_Potongan Teks_
────────

Saturday, October 15, 2011

Imam B Prasodjo: Harus Dibantu Pasukan Khusus

Media Indonesia - (7/2/2000)

UNTUK mencermati apa yang tengah terjadi di Ambon-Maluku dan efektivitas darurat sipil dalam menghentikan konflik bernuansa SARA, Doddi AF dari Media mewawancarai sosiolog dari Universitas Indonesia, Imam B Prasodjo. Berikut petikannya.

Bagaimana sesungguhnya tipikal masyarakat Maluku sehingga mereka terus bertikai?
Secara rinci saya tidak tahu, perlu studi pemahaman yang mendalam. Masyarakat Maluku secara sepintas sekarang ini telah tersekat-sekat, terbelah oleh fragmentasi keagamaan salah satunya. Dinding penyekat itu sudah begitu tebal. Sehingga tidak ada saluran-saluran sosial atau sociotrans yang bisa menghubungkan mereka untuk saling percaya. Kalaupun ada, sangat rendah. Hal ini terjadi karena konflik yang berlarut-larut dan tidak terselesaikan. Itu tidak saja menebalkan dinding-dinding penyekat, tapi sekarang ini menciptakan kobaran dendam yang begitu tinggi untuk saling melumatkan. Seperti itu masyarakat Maluku sekarang.

────────

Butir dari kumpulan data
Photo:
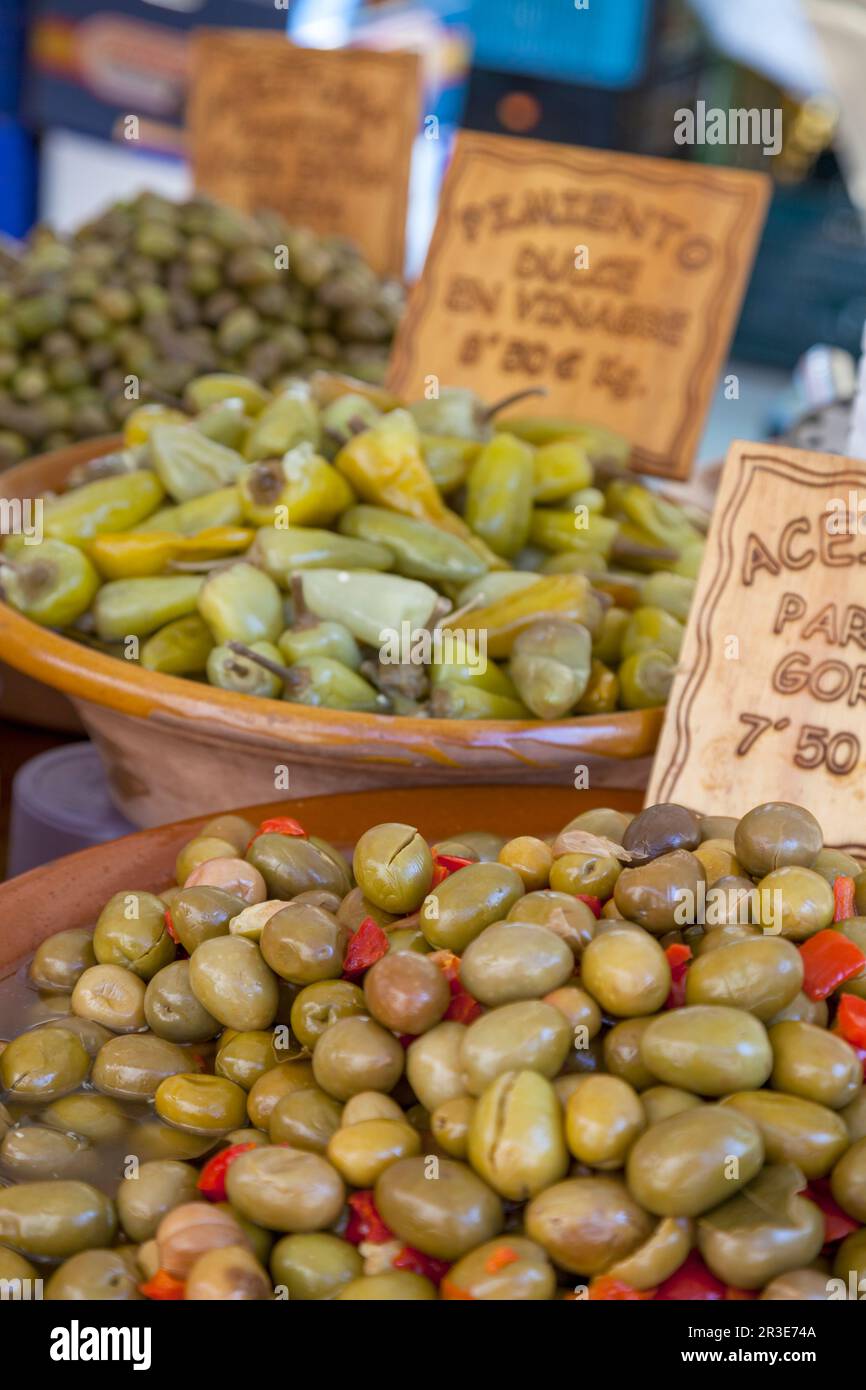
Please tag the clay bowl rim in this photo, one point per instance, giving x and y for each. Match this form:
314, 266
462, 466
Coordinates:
77, 886
131, 690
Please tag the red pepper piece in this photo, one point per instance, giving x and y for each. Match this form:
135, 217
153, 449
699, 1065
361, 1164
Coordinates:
463, 1007
163, 1287
592, 902
364, 1222
419, 1264
211, 1179
280, 826
691, 1283
851, 1020
679, 955
844, 898
606, 1289
837, 1222
829, 959
367, 945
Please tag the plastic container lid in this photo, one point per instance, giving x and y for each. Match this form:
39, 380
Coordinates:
60, 804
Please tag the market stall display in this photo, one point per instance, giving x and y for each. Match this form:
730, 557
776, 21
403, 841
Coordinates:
152, 293
577, 1032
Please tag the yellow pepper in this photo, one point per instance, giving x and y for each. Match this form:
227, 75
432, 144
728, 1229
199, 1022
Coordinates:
555, 595
135, 555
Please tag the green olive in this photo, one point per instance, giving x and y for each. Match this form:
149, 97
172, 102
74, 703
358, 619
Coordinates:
320, 1005
43, 1064
61, 959
438, 1207
357, 1054
794, 1130
314, 1266
694, 1161
524, 1036
134, 1065
795, 901
303, 944
231, 980
626, 970
774, 836
200, 1104
515, 961
516, 1137
305, 1119
245, 1057
762, 1232
603, 1116
270, 1087
761, 975
56, 1219
526, 1275
848, 1180
466, 902
200, 913
291, 865
587, 1223
152, 1190
813, 1064
171, 1008
131, 931
111, 995
394, 868
709, 1050
95, 1275
285, 1189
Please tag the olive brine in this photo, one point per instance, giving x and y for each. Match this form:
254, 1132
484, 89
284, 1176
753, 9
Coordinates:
478, 1069
327, 545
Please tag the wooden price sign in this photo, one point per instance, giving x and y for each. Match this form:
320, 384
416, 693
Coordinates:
323, 136
769, 702
610, 280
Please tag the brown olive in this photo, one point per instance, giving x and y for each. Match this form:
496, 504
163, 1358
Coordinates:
406, 993
660, 829
776, 834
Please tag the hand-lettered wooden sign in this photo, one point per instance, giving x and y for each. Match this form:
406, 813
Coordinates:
610, 280
323, 136
769, 702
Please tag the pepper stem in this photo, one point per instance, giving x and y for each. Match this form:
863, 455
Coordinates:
512, 401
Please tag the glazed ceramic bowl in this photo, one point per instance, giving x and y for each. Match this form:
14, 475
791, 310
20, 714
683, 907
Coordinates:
174, 747
71, 891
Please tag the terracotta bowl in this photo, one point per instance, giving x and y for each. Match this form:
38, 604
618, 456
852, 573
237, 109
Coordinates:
175, 747
71, 891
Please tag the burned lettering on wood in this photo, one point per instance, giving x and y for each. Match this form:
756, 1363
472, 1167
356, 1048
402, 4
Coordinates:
780, 713
323, 136
613, 281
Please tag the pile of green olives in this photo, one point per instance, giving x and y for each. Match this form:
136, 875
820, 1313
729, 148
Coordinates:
584, 1066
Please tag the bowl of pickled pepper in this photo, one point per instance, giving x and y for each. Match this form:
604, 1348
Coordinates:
323, 587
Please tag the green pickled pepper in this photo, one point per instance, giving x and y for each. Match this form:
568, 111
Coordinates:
106, 505
327, 638
234, 672
499, 495
327, 683
189, 464
367, 602
551, 665
52, 583
181, 648
241, 603
421, 551
138, 608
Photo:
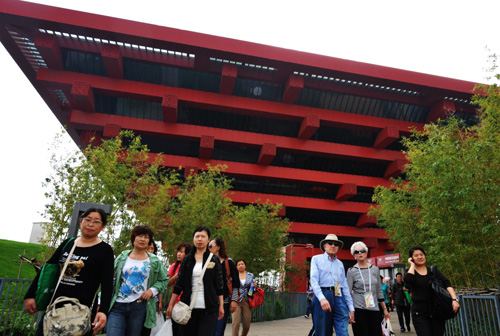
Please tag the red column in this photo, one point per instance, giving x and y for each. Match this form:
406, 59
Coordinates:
112, 59
169, 106
49, 49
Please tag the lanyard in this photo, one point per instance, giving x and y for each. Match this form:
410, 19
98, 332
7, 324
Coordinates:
331, 264
369, 278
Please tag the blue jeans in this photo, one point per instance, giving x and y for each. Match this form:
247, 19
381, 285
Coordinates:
221, 324
126, 319
338, 317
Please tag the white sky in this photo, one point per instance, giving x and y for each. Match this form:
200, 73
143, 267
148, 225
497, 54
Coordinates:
440, 37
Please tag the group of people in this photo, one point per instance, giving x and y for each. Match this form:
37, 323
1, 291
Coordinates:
340, 299
130, 286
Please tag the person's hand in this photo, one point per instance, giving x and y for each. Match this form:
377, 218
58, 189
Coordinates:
169, 311
325, 305
146, 295
221, 312
233, 307
30, 305
351, 318
455, 305
99, 322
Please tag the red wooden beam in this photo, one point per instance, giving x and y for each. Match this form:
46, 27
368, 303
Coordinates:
206, 146
300, 202
169, 105
292, 89
255, 140
386, 136
49, 49
228, 78
339, 230
111, 131
309, 126
267, 153
82, 96
112, 59
270, 172
219, 102
441, 110
346, 191
395, 168
365, 220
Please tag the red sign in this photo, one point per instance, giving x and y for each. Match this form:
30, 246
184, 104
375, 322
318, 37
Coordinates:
388, 259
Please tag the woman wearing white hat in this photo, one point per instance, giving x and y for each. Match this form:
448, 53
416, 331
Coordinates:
366, 293
332, 302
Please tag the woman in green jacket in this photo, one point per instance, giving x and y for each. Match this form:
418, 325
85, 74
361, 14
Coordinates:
139, 277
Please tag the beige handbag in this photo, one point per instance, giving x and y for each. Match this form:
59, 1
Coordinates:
72, 319
182, 312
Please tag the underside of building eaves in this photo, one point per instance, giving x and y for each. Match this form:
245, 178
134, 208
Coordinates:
315, 133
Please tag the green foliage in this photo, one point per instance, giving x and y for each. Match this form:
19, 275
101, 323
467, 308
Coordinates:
9, 259
121, 172
448, 202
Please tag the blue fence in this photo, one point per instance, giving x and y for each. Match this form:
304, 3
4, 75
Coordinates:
479, 315
13, 319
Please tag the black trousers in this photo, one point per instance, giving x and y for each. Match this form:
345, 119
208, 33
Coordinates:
403, 311
200, 324
425, 326
368, 323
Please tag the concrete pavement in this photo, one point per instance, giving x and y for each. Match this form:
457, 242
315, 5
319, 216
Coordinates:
300, 326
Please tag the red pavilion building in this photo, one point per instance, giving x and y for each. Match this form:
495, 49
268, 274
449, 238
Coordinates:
315, 133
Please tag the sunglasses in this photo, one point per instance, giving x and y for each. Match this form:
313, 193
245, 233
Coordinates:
359, 251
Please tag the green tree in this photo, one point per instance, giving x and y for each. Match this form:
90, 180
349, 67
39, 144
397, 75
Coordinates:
123, 173
448, 201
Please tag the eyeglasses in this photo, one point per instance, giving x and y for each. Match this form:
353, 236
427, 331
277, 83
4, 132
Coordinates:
89, 220
359, 251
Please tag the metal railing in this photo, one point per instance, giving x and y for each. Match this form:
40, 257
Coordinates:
479, 315
13, 319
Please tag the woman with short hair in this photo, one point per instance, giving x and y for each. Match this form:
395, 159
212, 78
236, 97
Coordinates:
243, 310
92, 267
139, 277
208, 304
417, 278
366, 292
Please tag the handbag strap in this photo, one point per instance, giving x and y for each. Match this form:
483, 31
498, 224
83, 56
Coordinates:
63, 270
228, 276
199, 281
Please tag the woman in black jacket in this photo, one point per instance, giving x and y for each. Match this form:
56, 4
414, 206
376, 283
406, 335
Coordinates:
417, 279
231, 284
208, 307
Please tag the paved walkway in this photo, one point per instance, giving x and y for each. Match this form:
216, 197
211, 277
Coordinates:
300, 326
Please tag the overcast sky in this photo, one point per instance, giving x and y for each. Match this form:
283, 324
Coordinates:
445, 38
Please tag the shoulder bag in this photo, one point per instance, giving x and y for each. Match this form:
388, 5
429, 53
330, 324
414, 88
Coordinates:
73, 318
441, 306
182, 312
229, 278
47, 282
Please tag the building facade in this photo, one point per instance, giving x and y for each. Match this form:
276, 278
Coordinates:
314, 133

────────

_Daftar Tugas_
(a) Jawablah pertanyaan berikut berdasarkan wawancara tentang konflik Maluku.
(i) Siapa yang mewawancarai Imam B Prasodjo untuk Media?
(ii) Imam B Prasodjo disebut sebagai sosiolog dari universitas mana?
(iii) Menurut Imam B Prasodjo, selain menebalkan dinding-dinding penyekat, apa yang kini diciptakan oleh konflik yang berlarut-larut dan tidak terselesaikan?
(b) Lanjutkan wawancara tentang konflik Maluku mulai dari titik terakhirnya dengan satu pertanyaan baru beserta jawaban Imam B Prasodjo.
Entri tersebut tidak memiliki kaitan dengan wawancara tentang konflik Maluku.

_Jawaban yang Diberikan_
(a)
(i) Doddi AF.
(ii) Universitas Indonesia.
(iii) Kobaran dendam yang begitu tinggi untuk saling melumatkan.

(b)
Jika demikian adanya, selain tidak bisa meredam, pemimpin agama bisa jadi ikut memperluas konflik, misalnya dengan adanya laskar-laskar sipil yang dikoordinasi?
Harus kita pahami bahwa pada saat-saat seperti ini, saya sendiri tidak tahu persis mengapa konflik itu bisa berkepanjangan seperti ini. Tentu ada satu doktrin yang dibungkus, baik itu oleh keyakinan keagamaan atau yang lainnya. Doktrin itu memberikan legitimasi yang kuat bahwa satu pembunuhan atau pelumatan massal, itu sah dilakukan. Kita harus ingat, ada proses aksi dan reaksi. Nah, yang dari kalangan muslim menganggap bahwa kerusuhan terjadi karena mereka diserang lebih dulu dan korbannya cukup banyak. Sementara tidak semua orang Kristen terlibat dalam penyerangan. Tapi karena penyerangan yang terjadi dibalas dengan penyerangan lagi, yang tidak terlibat menyerang bisa menjadi korban, lalu balas menyerang. Nah, konflik kian melebar. Dalam situasi seperti ini, harusnya pencegahan awal dilakukan dengan melokalisasi orang-orang yang menjadi pelaku tindak kekerasan. Tapi itu tidak dilakukan pemerintah. Akhirnya, makin melebar.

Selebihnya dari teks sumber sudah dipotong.